■ **Stated exercise**
For the stretch from the line that contains "# point at: car windshield" through the end of the entries, swap each "one pin per instance" for "one marker per instance" and give those lines again with nothing else changed. Leave the pictures out of your answer.

■ **Data lines**
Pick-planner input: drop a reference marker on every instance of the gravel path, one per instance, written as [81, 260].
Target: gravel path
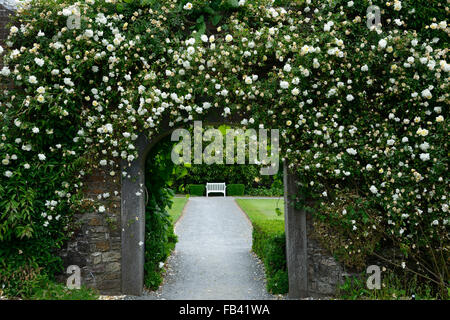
[213, 258]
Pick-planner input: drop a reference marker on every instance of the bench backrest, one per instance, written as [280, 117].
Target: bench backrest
[215, 186]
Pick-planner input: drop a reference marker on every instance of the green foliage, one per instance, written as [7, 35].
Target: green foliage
[393, 287]
[264, 192]
[197, 189]
[361, 112]
[235, 189]
[160, 238]
[29, 281]
[269, 241]
[177, 208]
[57, 291]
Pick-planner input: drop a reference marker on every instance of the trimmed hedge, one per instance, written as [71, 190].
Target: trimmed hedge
[270, 246]
[197, 189]
[235, 190]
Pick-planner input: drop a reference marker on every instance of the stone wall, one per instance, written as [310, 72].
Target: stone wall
[96, 243]
[325, 274]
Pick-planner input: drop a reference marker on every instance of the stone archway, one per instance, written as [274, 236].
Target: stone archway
[109, 254]
[304, 277]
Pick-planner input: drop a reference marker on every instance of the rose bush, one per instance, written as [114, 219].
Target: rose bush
[362, 111]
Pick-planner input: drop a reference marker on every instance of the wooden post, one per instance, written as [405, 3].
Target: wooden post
[296, 240]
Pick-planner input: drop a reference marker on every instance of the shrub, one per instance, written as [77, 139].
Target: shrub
[160, 238]
[270, 245]
[197, 189]
[264, 192]
[235, 189]
[362, 110]
[30, 281]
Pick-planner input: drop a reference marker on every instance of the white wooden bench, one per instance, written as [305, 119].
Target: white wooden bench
[216, 187]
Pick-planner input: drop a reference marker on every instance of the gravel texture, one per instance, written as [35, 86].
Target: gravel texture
[213, 258]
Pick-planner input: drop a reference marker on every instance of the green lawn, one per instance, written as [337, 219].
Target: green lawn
[177, 208]
[262, 212]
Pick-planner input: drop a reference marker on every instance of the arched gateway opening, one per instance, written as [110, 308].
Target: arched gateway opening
[302, 283]
[113, 260]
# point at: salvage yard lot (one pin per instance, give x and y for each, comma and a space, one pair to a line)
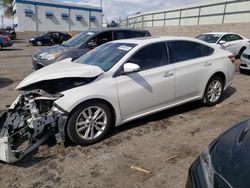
149, 143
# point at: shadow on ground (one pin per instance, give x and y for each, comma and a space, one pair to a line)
4, 82
11, 49
245, 72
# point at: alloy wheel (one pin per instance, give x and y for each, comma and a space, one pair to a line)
91, 122
214, 91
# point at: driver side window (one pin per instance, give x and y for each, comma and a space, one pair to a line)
225, 38
151, 56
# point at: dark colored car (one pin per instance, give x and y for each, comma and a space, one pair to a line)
81, 44
225, 163
9, 33
5, 41
50, 38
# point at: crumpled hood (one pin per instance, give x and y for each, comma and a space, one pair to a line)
61, 69
50, 49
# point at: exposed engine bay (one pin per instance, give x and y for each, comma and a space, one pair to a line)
34, 117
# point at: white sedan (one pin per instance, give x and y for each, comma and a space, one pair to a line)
113, 84
245, 60
232, 42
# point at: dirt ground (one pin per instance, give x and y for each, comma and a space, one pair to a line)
147, 143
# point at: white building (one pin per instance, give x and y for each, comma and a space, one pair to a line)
203, 13
44, 15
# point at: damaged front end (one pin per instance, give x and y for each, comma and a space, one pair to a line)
30, 120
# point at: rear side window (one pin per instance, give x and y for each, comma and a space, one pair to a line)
225, 38
234, 37
152, 56
184, 50
206, 50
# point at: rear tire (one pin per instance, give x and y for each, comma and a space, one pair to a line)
214, 91
89, 123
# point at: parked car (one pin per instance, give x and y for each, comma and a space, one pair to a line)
225, 162
87, 97
50, 38
232, 42
245, 60
5, 41
81, 44
10, 33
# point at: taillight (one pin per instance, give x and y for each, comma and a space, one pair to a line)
232, 58
6, 38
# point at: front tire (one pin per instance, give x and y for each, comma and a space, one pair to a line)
240, 52
214, 91
89, 123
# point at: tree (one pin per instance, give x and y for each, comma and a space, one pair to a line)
7, 5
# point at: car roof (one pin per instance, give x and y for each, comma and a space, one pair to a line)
148, 40
101, 29
219, 33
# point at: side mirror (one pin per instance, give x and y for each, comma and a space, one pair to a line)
222, 42
130, 67
92, 45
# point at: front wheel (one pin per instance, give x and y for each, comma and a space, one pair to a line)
39, 43
89, 123
214, 91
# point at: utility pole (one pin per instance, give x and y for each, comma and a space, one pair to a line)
102, 12
2, 21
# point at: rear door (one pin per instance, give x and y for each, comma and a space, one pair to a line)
192, 69
150, 88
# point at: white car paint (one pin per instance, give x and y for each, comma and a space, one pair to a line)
60, 68
245, 60
233, 46
140, 93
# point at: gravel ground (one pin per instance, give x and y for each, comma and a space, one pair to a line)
147, 143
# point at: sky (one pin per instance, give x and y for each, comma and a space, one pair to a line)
115, 9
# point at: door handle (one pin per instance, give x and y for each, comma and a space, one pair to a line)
168, 74
207, 64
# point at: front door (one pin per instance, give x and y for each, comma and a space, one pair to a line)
150, 88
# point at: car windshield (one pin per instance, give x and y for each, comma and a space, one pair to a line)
79, 39
107, 55
210, 38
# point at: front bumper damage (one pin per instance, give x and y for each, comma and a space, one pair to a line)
30, 120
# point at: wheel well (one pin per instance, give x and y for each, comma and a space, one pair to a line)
221, 75
102, 101
241, 51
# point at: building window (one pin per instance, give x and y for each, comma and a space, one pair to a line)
28, 12
78, 17
49, 14
14, 12
65, 16
92, 18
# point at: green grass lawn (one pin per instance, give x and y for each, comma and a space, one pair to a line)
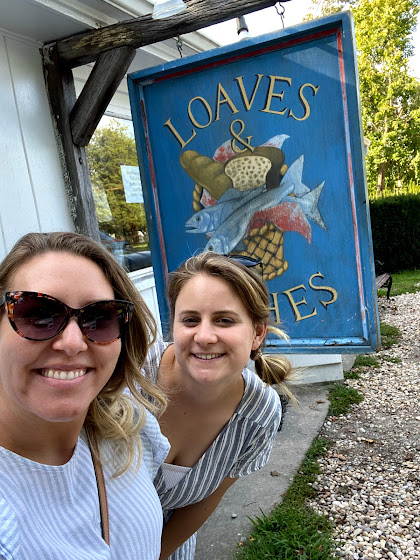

■ **Answer to the task**
# point at: car windshield (one marker per instance, give x and y for each, comma and a space, one pair to a line)
79, 39
107, 55
210, 38
# point at: front bumper damage (one marker per instance, give x and y for each, comma and a space, one pair to a line)
30, 120
# point at: wheel well (one marker per instance, give x and y for each, comma and a space, one pair to a line)
221, 75
102, 101
241, 51
# point at: building window (one marker per instance, give x and y for each, comma and a space, one pair to a line)
28, 12
78, 17
49, 14
14, 12
65, 16
92, 18
# point at: green grass lawn (one marker per instance, give x and y for each, comma and a space, one pair to a line)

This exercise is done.